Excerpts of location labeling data
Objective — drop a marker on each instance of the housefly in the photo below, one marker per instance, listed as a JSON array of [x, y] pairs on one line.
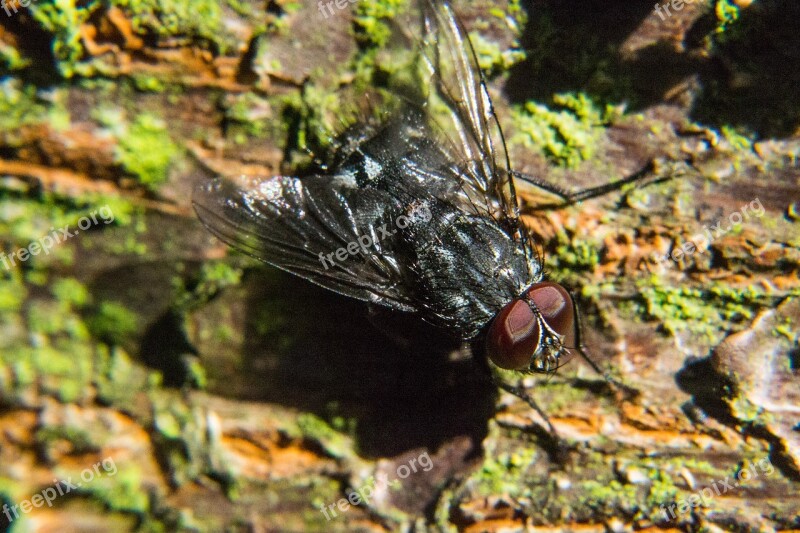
[[418, 214]]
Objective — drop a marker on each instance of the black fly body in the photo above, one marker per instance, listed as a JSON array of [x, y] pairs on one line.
[[468, 266]]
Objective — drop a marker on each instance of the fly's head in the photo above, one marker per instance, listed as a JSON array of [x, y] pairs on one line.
[[534, 331]]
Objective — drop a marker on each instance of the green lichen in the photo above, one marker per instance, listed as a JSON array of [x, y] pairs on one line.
[[78, 439], [25, 105], [314, 428], [502, 474], [370, 21], [144, 146], [492, 59], [194, 21], [11, 60], [63, 19], [709, 312], [568, 135]]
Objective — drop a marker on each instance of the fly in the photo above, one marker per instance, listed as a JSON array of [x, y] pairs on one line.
[[418, 214]]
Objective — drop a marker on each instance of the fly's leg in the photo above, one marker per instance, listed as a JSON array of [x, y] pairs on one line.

> Exercise brief
Copy out all the records above, swapping every "marker" for "pin" and keeping everything else the same. Leave the pictures out.

> Exercise solution
Objective — drop a pin on each instance of the housefly in the photo below, one pin per instance, listed as a JSON array of [x, y] pairs on one line.
[[418, 214]]
Objective — drop a pin on each instance of the black fly body in the photo above, one pin per instance, listed as a JSON array of [x, y] pairs on one line.
[[468, 266]]
Objective — drop a pin on each instance of the fly's head in the photo above, one pin per instance, listed as a JSON array of [x, y] pairs on one line.
[[534, 331]]
Objective — drop a pin on each instance of the green lichen in the photo above, one pin per instance, listed as a JSON array of [x, y] pairs on one line.
[[78, 439], [25, 105], [314, 428], [502, 474], [370, 21], [144, 146], [492, 59], [194, 21], [11, 60], [63, 19], [709, 312], [568, 135]]
Objective — drop a pin on each instance of the fly in the photo above, one pin per instance, listed as a JSON array of [x, y] pairs on one line.
[[418, 214]]
Objective — drop a pin on each instance of the fly's leg in the photo above, one pin per instance, listed as a JSON array of [x, y] pairs on one line.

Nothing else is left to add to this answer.